::: DOCUMENT PASSAGE

Visually it’s one of the most impressive comics you’ll read this month, story-wise Scott Snyder’s Zero Year has never opened itself up to more comparison to Frank Miller’s Batman: Year One.
In fact, if Red Hood One does indeed turn out to be the Clown Prince of Crime one day then Batman #23 will serve as a more important chapter in that character’s origin because if you pay attention to the dialogue he lets details about his life slip here and there (of course, who can believe a liar like the Joker?).
Batman #23 is a really, really quick read because it’s told mostly through the stirring imagery of a broken and beaten Bruce who is about to have the iconic “I shall become a bat.” moment.
The art is jaw-dropping. Absolutely gorgeous. And it’s the work of Capullo, Miki, and FCO that really drives this issue. It’s visual storytelling at it’s best with everyone pulling their weight, especially colorist FCO. If it wasn’t for FCO’s diverse color palette then some pages simply would not have worked. Snyder jumps back and forth between Bruce’s childhood years, the present, and about an hour or so into the future from panel to panel to panel. There are no time-stamps or anything, it’s all up to FCO’s colors to let the reader know where they are in time. When we flash forward an hour or two the colors are drained. Muted tones. A dreary grey saturates everything as Bruce pushes forward in pain. Wayne Tower is made up of reds, blues, and violets. And then… as the big moment arrives we see a return to the color choices FCO made in the first two Batman Arc’s Court of Owls and Death of the Family. Amazing stuff. We’ve seen the colors get more varied and vibrant with every issue but this is the most spellbinding installment yet. I was occasionally reminded of Jose Villarrubia, colorist of Batman: Year 100, who often uses bright neon-like colors in his work. This page in particular was a real treat:
And of course, you have to praise Greg Capullo and Danny Miki, but what more can be said at this point? Here Capullo distorts panels to show us Bruce’s shaken perspective, gives us the horrible sense of overwhelming violence not by focusing on the damage but on the moments right before impact, and while all eyes will certainly be on the struggling Bruce don’t neglect to look at the backgrounds. The scenery of the underground and the framing of Bruce stumbling in front of an old tree beside the road is really impressive.
Let the Comparison Begin
Until this point Scott Snyder has done a brilliant job of steering clear of anything remotely resembling prior Batman origin stories to try and make something totally his own. And if you’ve read his notes in Batman Zero Year: Director’s Cut #1 then you will see that that was indeed part of his mission. He even gave instruction to FCO and the rest of the art team to give the book a colorful look and that he would even lean toward science fiction more than crime noir in some aspects of the story. But chapter three shows us a moment in Bruce’s journey that we have seen countless times before but here there is a different excuse for his injuries tied closely to the classic rogues gallery and Snyder gave a sci-fi twist on the bat-crashes-through-a-window scene. I’ll discuss this and other things in more detail in the following spoiler-filled paragraphs, but just know that I thought Snyder’s version of that pivotal moment came short of the drama of Miller’s. After all, if it wasn’t for the bat flying through the window in Miller’s interpretation, Bruce would’ve bled to death. It was a revelation in a life or death situation and Zero Year’s version isn’t.

::::::
::: INFORMATION SHOWN

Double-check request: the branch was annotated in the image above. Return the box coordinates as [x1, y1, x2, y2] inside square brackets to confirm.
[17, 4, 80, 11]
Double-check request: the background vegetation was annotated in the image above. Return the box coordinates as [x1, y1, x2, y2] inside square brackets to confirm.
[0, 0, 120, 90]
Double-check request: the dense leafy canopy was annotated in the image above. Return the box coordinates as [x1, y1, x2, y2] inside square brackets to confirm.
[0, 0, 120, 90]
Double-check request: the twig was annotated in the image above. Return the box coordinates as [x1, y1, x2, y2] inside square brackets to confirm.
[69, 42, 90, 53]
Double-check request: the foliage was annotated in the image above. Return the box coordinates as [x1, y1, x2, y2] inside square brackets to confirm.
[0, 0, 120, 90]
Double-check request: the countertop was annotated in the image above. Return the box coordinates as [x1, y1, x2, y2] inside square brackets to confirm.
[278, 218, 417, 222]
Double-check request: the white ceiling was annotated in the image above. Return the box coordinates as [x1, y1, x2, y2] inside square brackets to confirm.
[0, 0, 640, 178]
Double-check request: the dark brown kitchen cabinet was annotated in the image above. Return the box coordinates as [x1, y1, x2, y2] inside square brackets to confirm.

::::::

→ **DIRECTIONS FOR THIS TASK**
Give the Batman #23 review again, starting at "In fact, if" and ending at "like the Joker?).", substituting "conversation" for "dialogue". Work only from the Batman #23 review.

→ **REPLY**
In fact, if Red Hood One does indeed turn out to be the Clown Prince of Crime one day then Batman #23 will serve as a more important chapter in that character’s origin because if you pay attention to the conversation he lets details about his life slip here and there (of course, who can believe a liar like the Joker?).